§ **Short exercise**: Put the lines below into a JSON list of strings, one string per line and no blank lines, starting at the line that contains "Find the pedestrian" and ending at the line that contains "[(242, 436), (82, 414), (258, 431), (115, 413), (290, 434)]", both included.

****************************************

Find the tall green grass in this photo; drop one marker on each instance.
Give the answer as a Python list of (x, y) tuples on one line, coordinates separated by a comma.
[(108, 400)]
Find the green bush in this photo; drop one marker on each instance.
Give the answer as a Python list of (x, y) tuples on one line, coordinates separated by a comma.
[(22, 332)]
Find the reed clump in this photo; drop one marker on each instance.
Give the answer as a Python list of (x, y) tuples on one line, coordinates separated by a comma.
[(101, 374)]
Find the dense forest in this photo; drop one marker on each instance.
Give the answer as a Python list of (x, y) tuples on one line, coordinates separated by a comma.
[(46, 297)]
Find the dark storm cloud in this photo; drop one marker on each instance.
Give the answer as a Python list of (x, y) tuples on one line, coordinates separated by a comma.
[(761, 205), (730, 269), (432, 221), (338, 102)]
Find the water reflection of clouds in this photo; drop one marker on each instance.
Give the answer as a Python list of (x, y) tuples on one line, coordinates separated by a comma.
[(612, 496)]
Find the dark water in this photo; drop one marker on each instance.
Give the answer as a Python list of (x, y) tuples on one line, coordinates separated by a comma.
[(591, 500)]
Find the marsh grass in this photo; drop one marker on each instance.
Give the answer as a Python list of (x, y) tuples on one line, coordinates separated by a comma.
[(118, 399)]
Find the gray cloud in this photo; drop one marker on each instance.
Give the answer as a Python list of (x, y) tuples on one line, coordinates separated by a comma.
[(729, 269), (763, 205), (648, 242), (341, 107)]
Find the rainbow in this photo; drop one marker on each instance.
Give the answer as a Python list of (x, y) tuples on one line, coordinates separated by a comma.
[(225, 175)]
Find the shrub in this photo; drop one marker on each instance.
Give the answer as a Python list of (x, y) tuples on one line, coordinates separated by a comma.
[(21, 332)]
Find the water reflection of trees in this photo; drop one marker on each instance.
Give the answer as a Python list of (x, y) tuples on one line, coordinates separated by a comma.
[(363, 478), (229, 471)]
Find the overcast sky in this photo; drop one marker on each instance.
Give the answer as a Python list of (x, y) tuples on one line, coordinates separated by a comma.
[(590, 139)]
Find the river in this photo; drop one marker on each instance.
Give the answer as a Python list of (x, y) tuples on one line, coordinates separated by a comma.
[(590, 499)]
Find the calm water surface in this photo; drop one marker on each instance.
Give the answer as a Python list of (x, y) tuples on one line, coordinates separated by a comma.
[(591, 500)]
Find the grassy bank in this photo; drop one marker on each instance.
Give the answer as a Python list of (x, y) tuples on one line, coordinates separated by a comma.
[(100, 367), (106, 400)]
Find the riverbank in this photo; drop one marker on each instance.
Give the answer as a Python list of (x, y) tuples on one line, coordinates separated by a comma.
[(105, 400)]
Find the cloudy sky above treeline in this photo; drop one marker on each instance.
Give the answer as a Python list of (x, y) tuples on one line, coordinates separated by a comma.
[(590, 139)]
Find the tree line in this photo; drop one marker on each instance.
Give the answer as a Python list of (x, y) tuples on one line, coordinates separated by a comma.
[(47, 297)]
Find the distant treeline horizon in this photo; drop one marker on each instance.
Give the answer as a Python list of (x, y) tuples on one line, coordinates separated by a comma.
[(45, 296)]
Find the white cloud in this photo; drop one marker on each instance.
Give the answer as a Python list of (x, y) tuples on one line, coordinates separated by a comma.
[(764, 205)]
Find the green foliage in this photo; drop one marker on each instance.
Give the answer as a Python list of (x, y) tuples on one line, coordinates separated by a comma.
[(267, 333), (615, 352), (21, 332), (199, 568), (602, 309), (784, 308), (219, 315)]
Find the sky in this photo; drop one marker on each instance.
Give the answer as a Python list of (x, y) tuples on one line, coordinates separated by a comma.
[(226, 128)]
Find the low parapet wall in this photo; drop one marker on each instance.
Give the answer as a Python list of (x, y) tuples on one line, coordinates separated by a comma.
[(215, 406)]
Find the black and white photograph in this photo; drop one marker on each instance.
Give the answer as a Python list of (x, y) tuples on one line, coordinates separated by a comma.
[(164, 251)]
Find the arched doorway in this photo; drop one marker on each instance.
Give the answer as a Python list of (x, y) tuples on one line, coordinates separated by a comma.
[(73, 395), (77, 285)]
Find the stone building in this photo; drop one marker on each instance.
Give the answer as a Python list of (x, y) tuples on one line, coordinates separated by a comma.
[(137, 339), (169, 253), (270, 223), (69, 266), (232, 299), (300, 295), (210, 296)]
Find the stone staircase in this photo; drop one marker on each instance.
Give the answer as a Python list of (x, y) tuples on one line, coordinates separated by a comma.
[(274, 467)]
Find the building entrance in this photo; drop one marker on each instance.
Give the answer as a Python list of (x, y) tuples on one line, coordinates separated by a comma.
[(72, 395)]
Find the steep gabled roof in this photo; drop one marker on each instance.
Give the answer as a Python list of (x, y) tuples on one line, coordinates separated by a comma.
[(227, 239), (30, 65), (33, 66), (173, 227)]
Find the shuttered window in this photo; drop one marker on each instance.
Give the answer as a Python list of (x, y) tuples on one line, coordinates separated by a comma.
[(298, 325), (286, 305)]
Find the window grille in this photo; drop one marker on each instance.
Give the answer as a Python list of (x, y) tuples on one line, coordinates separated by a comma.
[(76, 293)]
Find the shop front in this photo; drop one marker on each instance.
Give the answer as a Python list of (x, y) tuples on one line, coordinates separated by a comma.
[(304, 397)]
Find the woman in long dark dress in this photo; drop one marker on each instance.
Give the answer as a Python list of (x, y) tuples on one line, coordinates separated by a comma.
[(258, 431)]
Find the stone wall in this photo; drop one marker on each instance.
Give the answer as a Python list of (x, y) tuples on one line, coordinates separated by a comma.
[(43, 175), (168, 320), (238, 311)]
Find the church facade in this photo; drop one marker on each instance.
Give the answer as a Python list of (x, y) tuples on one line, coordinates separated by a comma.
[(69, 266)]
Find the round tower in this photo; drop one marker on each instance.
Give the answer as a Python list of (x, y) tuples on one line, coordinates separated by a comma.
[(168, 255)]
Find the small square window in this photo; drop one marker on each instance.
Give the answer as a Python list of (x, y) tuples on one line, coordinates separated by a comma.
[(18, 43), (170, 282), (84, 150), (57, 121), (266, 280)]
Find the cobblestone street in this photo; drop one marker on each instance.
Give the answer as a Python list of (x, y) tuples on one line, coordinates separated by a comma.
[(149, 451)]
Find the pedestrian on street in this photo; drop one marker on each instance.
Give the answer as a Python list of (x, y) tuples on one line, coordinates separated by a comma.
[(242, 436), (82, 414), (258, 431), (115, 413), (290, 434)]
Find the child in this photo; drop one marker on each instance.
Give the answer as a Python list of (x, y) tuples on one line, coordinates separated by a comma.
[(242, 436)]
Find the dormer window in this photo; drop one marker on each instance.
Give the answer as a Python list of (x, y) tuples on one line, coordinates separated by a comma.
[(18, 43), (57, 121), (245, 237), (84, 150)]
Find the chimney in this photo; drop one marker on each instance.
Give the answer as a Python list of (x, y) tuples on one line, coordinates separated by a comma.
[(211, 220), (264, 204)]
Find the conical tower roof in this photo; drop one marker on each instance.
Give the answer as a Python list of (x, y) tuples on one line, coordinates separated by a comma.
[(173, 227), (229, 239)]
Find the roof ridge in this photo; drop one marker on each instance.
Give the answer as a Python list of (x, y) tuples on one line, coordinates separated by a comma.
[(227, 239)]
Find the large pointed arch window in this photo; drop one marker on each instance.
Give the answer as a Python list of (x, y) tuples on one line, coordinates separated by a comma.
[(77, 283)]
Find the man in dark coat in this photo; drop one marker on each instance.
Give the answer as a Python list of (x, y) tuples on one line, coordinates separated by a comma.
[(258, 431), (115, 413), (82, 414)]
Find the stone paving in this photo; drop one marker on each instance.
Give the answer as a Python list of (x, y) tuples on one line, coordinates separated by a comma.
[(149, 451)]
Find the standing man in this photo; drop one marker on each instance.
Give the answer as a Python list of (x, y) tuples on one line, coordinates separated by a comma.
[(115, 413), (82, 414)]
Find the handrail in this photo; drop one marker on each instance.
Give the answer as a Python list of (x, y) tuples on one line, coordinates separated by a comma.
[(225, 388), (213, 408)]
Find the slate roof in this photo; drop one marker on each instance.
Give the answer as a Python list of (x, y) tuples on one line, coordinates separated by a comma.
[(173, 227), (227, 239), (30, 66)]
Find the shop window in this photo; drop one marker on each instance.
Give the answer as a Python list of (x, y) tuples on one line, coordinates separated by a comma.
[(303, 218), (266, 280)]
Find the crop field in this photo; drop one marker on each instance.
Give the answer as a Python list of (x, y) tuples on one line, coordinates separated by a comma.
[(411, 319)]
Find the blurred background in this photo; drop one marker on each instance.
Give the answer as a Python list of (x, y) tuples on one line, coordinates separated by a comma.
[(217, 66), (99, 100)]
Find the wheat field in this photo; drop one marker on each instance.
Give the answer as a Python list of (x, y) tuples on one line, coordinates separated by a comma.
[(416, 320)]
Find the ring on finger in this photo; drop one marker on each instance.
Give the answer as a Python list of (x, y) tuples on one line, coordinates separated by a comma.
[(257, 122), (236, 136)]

****************************************

§ **Result of the exercise**:
[
  "Find the pedestrian on street in this photo; drop one marker on each instance.",
  "Give the answer as a Python list of (x, y) tuples on one line, coordinates separated by a comma.",
  "[(242, 436), (82, 414), (258, 431), (115, 413), (290, 434)]"
]